◆ Stored entries
:::

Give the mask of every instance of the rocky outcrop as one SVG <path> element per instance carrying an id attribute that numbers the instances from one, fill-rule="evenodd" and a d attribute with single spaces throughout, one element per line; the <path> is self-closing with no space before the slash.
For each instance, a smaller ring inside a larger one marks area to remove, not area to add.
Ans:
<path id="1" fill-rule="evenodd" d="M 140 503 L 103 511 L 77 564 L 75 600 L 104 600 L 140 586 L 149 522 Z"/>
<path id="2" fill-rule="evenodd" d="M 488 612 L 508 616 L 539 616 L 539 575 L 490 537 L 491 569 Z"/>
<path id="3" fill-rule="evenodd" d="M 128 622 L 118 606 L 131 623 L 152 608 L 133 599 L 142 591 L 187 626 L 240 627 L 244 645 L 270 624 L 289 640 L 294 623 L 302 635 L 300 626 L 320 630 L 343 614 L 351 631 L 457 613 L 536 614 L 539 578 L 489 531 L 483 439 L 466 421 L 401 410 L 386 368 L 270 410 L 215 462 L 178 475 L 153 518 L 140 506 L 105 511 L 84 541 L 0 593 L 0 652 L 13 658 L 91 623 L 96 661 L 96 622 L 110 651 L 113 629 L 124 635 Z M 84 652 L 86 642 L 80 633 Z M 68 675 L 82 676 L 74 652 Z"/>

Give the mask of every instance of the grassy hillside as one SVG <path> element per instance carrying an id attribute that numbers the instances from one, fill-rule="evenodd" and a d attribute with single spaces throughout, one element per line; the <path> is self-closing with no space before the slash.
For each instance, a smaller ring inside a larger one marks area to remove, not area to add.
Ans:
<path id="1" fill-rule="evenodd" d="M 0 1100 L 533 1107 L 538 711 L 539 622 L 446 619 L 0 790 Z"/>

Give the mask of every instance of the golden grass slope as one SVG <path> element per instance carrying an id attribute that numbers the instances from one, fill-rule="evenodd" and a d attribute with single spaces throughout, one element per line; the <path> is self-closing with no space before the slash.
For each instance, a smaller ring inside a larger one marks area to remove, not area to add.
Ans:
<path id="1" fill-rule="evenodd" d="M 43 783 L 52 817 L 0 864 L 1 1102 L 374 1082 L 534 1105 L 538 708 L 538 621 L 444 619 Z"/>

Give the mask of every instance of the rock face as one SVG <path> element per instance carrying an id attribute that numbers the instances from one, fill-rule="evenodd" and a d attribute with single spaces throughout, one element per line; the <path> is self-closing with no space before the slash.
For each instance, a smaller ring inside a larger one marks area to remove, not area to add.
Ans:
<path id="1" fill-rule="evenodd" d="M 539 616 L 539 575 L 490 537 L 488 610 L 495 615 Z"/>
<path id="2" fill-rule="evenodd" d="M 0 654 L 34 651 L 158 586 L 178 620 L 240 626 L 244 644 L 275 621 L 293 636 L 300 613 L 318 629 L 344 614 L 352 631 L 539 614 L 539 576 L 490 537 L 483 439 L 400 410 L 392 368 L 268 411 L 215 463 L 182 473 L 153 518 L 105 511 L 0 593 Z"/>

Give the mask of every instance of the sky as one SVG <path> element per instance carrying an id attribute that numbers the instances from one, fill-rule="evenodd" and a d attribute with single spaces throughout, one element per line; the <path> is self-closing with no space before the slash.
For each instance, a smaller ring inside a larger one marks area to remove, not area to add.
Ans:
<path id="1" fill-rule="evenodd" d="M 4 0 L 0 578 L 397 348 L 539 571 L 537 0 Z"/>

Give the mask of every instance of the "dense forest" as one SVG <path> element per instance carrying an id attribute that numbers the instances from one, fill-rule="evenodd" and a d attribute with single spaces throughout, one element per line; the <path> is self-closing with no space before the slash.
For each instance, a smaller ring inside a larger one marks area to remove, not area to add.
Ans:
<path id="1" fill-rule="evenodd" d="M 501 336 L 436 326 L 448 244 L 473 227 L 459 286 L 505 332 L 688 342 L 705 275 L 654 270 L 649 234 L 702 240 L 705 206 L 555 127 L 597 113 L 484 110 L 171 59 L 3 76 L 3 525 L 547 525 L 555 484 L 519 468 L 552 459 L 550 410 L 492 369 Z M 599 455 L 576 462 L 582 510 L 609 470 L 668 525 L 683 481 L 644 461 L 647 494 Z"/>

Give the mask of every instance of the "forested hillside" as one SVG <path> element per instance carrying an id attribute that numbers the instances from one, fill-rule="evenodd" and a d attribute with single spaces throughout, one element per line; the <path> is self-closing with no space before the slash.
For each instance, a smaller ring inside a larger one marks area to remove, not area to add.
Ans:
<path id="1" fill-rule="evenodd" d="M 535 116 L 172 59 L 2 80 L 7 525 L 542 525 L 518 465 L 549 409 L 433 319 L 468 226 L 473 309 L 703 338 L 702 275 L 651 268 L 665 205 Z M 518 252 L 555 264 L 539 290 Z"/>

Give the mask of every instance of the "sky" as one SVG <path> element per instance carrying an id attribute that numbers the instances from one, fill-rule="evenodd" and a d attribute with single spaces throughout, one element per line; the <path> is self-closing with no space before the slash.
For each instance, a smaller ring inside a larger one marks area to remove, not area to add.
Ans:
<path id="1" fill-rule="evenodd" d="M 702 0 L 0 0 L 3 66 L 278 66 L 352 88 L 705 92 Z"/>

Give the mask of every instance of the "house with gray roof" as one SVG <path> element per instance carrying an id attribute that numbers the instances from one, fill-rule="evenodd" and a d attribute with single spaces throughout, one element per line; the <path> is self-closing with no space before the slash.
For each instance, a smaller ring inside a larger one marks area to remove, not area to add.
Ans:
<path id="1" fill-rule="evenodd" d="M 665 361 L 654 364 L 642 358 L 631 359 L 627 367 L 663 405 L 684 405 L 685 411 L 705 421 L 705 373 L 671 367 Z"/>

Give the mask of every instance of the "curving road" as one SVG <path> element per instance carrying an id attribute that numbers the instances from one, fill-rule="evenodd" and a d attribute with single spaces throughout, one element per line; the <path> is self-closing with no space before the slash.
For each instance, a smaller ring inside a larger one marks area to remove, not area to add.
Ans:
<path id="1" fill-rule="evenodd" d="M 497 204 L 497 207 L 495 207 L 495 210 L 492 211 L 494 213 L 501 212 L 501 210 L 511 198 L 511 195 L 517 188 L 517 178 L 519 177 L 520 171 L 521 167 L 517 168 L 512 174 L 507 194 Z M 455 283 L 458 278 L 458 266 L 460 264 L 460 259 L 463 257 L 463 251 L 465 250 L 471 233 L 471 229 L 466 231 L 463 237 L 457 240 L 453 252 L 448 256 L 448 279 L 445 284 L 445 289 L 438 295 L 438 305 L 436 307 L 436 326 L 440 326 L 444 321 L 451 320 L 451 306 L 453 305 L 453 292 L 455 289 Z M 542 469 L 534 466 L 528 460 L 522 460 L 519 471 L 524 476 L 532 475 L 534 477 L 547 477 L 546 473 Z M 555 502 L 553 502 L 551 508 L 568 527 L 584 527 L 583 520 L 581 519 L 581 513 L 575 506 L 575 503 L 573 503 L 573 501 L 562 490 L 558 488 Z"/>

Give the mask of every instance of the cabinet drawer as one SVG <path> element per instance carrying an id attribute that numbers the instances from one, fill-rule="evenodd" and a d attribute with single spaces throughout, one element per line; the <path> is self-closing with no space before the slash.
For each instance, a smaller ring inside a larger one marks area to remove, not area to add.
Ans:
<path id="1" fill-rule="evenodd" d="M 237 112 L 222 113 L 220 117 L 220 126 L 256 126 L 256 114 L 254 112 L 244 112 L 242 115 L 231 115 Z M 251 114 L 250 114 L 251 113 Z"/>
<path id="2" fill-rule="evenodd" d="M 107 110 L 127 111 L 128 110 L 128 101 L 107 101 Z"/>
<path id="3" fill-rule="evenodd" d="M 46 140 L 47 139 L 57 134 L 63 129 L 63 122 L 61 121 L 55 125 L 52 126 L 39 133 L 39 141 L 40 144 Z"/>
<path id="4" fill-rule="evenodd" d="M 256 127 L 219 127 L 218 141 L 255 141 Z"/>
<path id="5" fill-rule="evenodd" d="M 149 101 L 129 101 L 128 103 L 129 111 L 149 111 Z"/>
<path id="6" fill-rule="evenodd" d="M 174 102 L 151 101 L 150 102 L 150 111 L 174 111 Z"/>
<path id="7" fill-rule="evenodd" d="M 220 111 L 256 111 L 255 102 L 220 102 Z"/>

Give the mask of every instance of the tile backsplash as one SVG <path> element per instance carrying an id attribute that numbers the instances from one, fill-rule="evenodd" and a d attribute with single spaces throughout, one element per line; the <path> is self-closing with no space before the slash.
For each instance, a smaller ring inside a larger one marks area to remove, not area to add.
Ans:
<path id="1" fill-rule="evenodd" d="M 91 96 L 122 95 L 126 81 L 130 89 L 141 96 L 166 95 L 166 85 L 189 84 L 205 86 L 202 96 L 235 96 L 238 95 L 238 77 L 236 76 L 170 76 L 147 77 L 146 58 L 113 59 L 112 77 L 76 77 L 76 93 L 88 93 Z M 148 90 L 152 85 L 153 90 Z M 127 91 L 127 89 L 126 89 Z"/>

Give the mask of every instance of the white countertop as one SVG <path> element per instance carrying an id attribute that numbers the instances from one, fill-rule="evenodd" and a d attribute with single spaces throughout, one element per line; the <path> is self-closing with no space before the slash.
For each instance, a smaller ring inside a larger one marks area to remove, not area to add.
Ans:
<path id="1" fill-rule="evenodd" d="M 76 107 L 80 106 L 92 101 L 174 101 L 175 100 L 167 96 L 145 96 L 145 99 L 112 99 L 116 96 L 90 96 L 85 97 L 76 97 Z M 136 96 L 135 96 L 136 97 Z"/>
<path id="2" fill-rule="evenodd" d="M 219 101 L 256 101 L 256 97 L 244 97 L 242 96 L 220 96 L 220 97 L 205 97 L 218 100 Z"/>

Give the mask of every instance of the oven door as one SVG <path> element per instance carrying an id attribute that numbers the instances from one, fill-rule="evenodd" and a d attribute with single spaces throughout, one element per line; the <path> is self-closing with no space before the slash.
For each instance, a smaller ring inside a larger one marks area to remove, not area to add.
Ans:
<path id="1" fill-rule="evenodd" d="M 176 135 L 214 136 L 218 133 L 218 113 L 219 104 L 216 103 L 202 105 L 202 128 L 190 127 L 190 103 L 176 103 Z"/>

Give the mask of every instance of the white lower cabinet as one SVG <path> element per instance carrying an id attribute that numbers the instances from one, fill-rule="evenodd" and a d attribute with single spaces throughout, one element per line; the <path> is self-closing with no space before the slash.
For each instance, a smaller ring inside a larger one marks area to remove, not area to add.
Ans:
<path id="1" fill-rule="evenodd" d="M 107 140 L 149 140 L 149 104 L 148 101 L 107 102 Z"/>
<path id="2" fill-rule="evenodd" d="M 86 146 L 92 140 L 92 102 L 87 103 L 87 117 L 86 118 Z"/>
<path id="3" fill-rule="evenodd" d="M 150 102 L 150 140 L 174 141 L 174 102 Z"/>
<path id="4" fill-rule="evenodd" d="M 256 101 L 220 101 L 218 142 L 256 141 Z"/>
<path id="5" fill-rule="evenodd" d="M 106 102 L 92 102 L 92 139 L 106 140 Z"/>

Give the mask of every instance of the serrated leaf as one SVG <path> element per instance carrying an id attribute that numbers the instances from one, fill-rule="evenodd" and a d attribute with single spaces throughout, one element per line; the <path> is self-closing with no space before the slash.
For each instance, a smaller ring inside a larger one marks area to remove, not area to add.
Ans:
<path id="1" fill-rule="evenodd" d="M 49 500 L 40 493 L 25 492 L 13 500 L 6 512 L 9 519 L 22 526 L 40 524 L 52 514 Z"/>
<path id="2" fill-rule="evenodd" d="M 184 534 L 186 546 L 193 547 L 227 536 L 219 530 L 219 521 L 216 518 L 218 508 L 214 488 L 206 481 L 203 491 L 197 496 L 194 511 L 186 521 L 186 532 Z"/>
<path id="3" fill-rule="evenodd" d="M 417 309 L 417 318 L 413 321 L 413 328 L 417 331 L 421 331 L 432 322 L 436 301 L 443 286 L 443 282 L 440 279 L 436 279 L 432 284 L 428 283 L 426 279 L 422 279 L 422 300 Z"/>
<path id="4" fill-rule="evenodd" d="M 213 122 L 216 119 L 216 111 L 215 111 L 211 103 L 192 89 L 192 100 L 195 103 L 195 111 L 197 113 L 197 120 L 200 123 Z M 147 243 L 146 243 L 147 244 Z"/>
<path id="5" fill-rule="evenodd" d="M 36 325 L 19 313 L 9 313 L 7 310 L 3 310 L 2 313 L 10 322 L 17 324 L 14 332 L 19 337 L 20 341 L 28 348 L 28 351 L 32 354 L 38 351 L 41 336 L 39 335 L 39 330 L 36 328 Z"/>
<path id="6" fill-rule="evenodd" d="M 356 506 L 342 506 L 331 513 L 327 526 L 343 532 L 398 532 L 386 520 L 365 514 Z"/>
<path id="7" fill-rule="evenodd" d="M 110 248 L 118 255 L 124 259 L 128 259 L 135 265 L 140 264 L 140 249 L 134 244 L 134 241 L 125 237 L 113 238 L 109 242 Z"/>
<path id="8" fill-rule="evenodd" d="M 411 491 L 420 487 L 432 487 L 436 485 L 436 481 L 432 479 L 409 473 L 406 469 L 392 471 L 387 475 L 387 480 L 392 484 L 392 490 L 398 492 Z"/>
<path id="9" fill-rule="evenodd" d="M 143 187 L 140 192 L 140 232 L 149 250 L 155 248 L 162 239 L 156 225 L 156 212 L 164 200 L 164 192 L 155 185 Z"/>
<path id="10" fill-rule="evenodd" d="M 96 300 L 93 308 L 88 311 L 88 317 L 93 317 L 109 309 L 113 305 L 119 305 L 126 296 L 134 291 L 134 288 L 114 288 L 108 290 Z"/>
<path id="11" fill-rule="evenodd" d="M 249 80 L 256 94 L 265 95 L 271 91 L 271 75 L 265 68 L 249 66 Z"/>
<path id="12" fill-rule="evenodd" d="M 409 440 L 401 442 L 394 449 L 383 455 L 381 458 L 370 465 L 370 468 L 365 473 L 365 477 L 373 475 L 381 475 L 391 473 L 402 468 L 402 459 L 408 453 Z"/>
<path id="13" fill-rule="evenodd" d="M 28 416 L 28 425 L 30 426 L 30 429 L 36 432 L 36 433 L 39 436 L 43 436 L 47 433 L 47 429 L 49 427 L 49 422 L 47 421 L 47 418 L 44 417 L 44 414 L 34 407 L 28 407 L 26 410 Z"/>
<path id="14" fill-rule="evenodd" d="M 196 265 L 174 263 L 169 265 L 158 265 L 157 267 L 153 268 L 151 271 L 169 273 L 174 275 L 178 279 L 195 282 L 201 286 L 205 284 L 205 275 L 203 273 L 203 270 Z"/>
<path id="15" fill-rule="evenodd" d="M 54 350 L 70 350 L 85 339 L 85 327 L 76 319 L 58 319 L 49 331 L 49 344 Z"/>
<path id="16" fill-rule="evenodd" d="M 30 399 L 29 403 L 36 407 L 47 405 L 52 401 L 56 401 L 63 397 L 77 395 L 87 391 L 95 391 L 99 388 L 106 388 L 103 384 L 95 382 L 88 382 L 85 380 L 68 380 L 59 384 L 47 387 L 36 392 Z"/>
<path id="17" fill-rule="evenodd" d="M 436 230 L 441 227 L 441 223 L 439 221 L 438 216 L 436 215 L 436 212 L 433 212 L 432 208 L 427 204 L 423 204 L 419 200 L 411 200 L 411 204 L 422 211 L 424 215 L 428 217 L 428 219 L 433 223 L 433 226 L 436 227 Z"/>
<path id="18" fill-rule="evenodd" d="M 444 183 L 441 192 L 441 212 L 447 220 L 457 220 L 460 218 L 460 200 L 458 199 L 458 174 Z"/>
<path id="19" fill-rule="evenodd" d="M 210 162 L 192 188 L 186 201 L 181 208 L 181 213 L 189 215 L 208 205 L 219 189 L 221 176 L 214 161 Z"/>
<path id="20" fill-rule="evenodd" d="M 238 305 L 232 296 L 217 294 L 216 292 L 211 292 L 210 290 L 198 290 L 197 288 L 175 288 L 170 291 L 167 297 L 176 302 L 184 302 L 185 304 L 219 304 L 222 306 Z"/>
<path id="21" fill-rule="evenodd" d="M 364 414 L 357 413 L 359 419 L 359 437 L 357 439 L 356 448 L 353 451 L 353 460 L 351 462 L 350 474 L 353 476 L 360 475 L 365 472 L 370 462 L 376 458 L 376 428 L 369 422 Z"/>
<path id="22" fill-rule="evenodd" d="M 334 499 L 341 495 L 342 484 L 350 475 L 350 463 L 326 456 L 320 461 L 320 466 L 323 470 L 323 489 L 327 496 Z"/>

:::

◆ TO BE DONE
Reproduce the entries from their start through the line containing "128 622 L 118", both ends included, with "rocky outcrop" replaced by "stone ledge" and all other text unchanged.

◆ ANSWER BELOW
Give the mask of every instance of the stone ledge as one SVG <path> element per instance carrying an id attribute that numbers the instances from one, fill-rule="evenodd" and a d attribute with single spaces throughout, one element per line; the <path> is self-closing with no space before the slash.
For each instance, a smaller ring inside a larger one marks area to remove, not area to add.
Ans:
<path id="1" fill-rule="evenodd" d="M 140 503 L 103 511 L 77 564 L 75 600 L 104 600 L 140 586 L 149 522 Z"/>
<path id="2" fill-rule="evenodd" d="M 488 612 L 508 616 L 539 616 L 539 575 L 490 537 L 491 569 Z"/>
<path id="3" fill-rule="evenodd" d="M 128 622 L 118 606 L 131 623 L 152 608 L 133 599 L 142 591 L 187 626 L 240 627 L 244 645 L 270 624 L 289 640 L 294 623 L 302 635 L 300 626 L 320 630 L 343 614 L 351 631 L 457 613 L 536 614 L 539 578 L 489 531 L 483 439 L 466 421 L 401 410 L 386 368 L 270 410 L 215 462 L 178 475 L 153 518 L 140 506 L 105 511 L 84 541 L 0 593 L 0 652 L 13 658 L 91 623 L 96 661 L 96 622 L 110 651 L 113 629 L 124 635 Z M 84 652 L 86 642 L 80 633 Z M 68 675 L 82 676 L 74 652 Z"/>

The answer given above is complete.